> _Aim of the task_: Can you write out the listing below again with "agricultural field" swapped for "farmland plot", changing nothing else and leaving out the pictures?

> _Dataset_:
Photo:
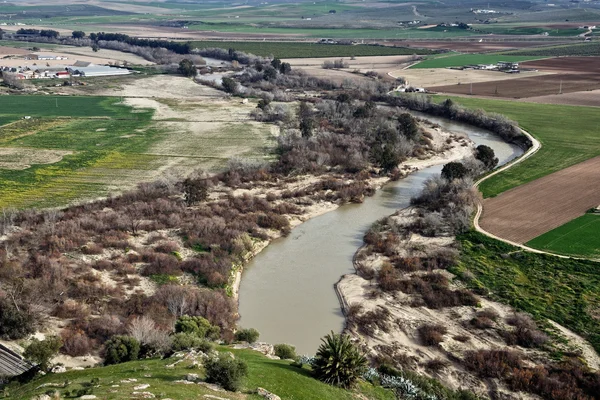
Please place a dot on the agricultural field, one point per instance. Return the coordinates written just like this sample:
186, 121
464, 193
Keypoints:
88, 147
530, 210
310, 50
566, 291
578, 237
579, 49
460, 60
568, 135
538, 78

> _Solution_:
Photo:
Please place a dot on the farmland plot, one point per instance. Return the coordinates written just like this sample:
186, 121
464, 193
Keypoints:
88, 147
530, 210
310, 50
566, 291
578, 237
579, 49
460, 60
568, 135
538, 78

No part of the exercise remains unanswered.